_Dataset extract_:
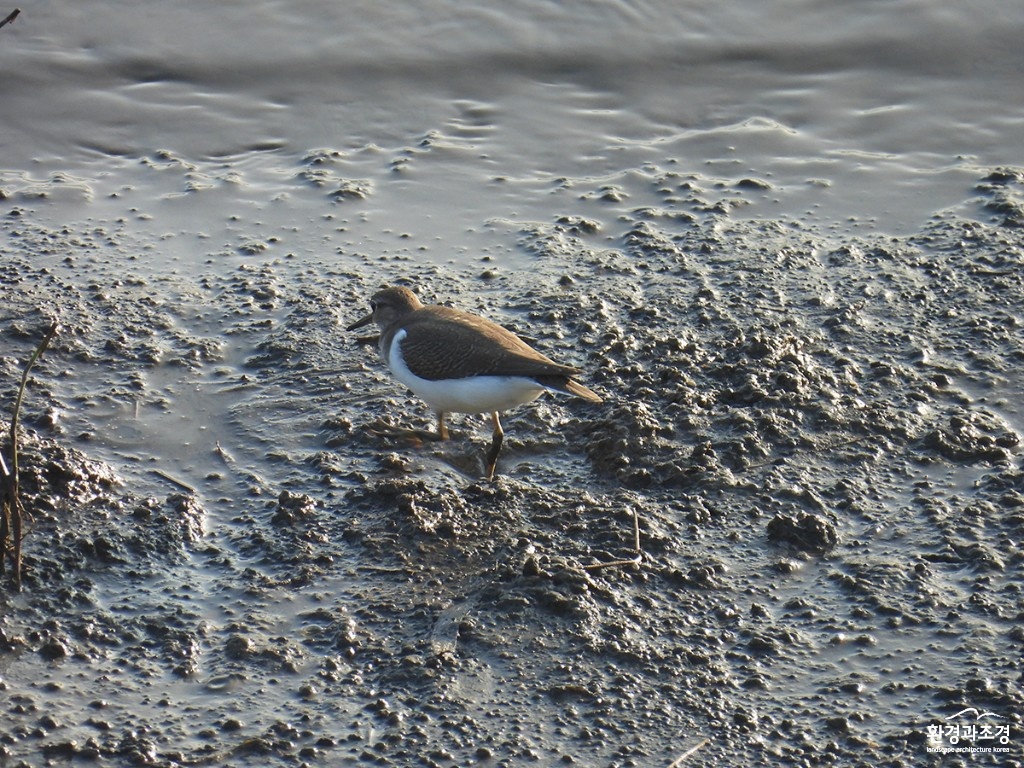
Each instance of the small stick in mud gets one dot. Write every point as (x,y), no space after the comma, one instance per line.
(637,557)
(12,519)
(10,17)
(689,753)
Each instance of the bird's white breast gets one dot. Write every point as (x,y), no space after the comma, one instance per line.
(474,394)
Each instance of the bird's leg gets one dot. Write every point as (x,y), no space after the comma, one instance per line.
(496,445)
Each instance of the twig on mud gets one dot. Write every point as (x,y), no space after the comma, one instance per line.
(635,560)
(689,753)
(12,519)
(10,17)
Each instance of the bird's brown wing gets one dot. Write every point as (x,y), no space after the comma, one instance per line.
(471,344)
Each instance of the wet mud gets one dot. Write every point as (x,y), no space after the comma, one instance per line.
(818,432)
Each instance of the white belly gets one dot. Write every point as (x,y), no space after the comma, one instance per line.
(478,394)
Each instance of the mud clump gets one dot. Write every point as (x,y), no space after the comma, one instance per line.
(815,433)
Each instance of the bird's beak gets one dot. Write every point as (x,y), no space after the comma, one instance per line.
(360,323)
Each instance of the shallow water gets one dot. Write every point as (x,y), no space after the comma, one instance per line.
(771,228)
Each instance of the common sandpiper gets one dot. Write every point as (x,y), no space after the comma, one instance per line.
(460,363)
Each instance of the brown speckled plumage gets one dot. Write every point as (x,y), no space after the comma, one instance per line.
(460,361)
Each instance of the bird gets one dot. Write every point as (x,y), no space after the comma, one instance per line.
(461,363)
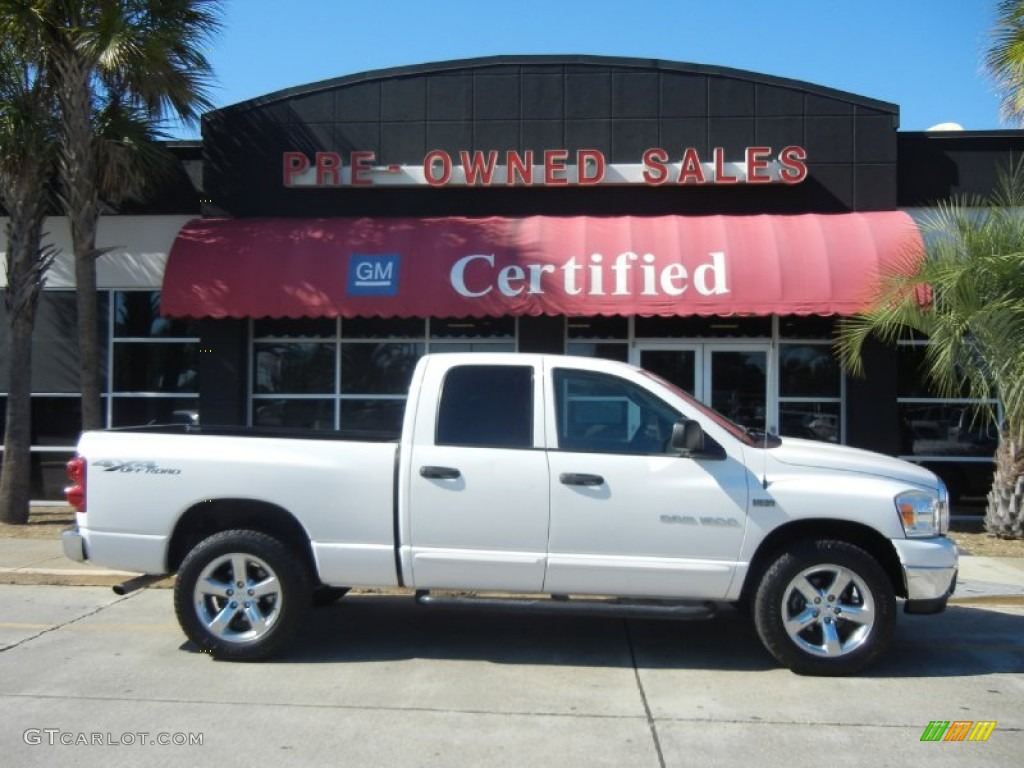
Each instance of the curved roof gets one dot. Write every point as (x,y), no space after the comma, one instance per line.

_Given exercise_:
Using the records above, extract exactly and only the lines from the one with "Each instance of the bird's brown" through the final line, inclusive, leaving out pictures.

_Task answer_:
Each instance of the bird's brown wing gets one dot. Write every point as (x,y), no space after the comma, one instance per line.
(471,344)
Each instance of the wet mud gets one dot. Write every point as (x,y), no space after the comma, one instance per line.
(818,432)
Each instance of the white belly gets one dot. Write every point as (x,y), no space after the comma, one instance per line.
(478,394)
Each instance of the mud clump gets one dot. Write every point as (x,y), no space after the comma, one instance per line.
(815,433)
Each instance of the bird's beak gets one dot. Write every point as (x,y), no space after the comma, one instance per line.
(360,323)
Each instance of the shallow water gets one dot. Write every point as (x,y), no space after the comma, one instance per line.
(771,228)
Each instance of the common sandpiper gets one dot. Write every point as (x,y), no space after the comma, one instance per line.
(460,363)
Each instance of the brown speckled plumage gets one dot. Write every point as (x,y), no space after the comma, one instance per line.
(460,361)
Each instance of the bird gets one dot. Write every point as (x,y), no space after the comma, one instance per line.
(461,363)
Each instance of the curved roof gets one dot. Write every point as (x,y), no space after the comma, one instance per line.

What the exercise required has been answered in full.